== Required action ==
Take the entries below and print only the lines from the one with "box: [205, 132, 283, 177]" through the one with "153L277 158L283 154L265", exactly as they stand, both ends included.

== Records from a data collection ==
··········

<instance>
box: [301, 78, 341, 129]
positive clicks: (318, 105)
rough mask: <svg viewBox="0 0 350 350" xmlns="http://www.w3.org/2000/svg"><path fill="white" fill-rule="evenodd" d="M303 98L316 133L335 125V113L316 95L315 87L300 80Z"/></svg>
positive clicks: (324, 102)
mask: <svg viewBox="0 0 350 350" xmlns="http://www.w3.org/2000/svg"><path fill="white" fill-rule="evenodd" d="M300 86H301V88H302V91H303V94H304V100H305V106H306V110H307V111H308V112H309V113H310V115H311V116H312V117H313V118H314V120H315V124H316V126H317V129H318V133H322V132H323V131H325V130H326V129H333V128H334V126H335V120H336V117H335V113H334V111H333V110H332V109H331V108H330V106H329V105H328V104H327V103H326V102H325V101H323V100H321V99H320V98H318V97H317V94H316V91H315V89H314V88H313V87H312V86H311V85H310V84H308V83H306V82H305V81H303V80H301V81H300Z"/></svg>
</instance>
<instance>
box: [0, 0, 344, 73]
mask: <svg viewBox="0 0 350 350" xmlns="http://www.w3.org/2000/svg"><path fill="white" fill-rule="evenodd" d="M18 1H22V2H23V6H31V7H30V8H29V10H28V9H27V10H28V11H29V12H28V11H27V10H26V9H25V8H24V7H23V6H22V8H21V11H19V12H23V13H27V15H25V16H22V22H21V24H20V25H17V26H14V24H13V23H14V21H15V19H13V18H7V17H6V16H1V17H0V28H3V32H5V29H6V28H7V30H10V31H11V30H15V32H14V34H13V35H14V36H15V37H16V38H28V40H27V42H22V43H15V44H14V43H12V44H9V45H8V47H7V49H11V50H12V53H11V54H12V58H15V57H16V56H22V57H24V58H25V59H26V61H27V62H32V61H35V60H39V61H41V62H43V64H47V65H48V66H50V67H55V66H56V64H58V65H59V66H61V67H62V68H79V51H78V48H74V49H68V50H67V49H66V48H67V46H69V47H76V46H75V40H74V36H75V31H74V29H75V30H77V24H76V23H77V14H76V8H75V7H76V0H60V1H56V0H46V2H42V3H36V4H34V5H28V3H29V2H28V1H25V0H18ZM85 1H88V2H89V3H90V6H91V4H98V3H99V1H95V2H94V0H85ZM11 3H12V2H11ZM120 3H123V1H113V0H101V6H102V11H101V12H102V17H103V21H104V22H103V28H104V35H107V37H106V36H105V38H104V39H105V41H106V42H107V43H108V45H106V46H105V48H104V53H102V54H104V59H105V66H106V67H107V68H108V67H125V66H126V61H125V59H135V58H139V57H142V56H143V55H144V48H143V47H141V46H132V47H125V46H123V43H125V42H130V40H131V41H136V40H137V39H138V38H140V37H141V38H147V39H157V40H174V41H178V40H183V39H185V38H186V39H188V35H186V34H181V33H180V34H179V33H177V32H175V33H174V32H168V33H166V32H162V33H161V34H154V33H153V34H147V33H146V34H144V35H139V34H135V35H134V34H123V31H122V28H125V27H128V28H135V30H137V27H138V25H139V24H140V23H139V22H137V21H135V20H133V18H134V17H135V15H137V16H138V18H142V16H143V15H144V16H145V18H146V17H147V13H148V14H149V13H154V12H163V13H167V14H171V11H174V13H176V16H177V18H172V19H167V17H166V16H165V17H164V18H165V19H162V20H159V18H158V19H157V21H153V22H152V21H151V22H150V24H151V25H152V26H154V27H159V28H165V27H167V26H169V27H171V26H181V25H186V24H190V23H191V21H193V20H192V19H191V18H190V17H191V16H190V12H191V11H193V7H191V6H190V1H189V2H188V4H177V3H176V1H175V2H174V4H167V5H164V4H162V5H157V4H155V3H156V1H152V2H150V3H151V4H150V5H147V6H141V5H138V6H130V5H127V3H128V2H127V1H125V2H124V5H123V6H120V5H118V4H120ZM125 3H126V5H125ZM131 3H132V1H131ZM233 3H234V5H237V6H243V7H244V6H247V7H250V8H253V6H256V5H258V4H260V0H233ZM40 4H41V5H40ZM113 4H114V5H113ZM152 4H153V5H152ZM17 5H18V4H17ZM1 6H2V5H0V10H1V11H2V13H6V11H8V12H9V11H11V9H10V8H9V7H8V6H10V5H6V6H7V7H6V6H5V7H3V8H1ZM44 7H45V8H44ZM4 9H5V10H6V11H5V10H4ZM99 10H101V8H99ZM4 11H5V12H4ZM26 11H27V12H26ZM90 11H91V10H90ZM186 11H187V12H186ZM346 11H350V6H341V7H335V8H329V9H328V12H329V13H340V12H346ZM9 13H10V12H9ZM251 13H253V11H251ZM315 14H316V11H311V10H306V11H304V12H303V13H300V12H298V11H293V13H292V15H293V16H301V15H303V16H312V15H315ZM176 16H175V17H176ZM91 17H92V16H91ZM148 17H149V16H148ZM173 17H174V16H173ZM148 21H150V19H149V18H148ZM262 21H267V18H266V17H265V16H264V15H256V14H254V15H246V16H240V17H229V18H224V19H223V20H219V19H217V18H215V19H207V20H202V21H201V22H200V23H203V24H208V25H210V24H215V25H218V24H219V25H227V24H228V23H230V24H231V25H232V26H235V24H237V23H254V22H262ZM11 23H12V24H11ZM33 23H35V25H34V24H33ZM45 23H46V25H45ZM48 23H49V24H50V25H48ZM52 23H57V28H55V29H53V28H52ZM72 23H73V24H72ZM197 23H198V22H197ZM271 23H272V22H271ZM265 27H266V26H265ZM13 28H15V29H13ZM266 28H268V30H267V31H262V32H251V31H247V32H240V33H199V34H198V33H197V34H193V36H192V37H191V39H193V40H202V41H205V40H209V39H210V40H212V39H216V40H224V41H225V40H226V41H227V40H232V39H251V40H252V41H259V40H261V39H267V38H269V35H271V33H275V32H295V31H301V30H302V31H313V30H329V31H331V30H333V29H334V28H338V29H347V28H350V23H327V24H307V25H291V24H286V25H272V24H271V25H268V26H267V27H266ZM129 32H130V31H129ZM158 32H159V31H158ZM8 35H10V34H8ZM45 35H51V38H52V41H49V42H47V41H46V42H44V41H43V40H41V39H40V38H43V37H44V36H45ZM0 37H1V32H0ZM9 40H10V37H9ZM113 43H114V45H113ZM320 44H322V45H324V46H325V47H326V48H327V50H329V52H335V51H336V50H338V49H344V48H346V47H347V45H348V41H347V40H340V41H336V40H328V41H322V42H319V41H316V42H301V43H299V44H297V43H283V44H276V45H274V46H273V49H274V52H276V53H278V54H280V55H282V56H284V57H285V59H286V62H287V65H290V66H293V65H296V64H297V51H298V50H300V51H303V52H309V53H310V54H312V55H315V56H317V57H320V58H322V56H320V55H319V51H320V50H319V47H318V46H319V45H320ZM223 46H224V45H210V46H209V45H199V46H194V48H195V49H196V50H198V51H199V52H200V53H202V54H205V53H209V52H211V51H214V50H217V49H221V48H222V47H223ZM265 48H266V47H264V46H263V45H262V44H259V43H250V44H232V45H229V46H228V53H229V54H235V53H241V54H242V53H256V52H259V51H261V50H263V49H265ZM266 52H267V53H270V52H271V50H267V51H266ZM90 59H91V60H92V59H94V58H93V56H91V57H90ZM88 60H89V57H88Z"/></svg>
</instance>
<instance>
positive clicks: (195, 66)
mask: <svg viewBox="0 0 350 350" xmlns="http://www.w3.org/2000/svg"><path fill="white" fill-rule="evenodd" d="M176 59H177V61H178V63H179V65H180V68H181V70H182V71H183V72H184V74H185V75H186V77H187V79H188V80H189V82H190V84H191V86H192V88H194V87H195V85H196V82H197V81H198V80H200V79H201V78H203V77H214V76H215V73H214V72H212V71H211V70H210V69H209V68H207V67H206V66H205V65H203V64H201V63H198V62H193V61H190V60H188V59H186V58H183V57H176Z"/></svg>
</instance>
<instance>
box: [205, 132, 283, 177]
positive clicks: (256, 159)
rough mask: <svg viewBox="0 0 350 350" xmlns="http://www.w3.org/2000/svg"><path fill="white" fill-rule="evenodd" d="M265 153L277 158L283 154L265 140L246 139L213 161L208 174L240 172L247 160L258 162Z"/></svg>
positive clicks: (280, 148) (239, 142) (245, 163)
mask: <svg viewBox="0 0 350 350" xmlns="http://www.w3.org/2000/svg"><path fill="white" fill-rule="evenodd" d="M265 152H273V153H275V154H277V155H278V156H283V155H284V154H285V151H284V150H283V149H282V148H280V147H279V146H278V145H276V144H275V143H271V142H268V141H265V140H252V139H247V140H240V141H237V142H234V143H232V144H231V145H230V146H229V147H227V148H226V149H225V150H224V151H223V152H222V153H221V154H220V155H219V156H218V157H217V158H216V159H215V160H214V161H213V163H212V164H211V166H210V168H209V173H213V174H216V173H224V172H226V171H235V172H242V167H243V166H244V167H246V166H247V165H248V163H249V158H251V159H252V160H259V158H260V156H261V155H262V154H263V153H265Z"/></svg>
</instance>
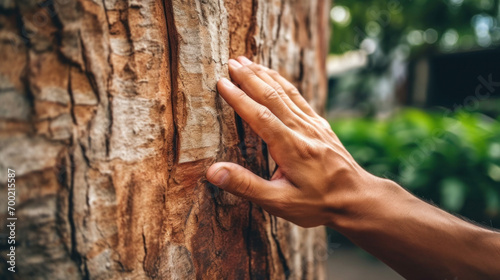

··········

== Result ==
box: [205, 132, 283, 177]
positive clicks: (256, 159)
rough mask: <svg viewBox="0 0 350 350" xmlns="http://www.w3.org/2000/svg"><path fill="white" fill-rule="evenodd" d="M265 153L277 158L283 154L265 140L246 139L213 161L208 174L240 172L247 160L258 162Z"/></svg>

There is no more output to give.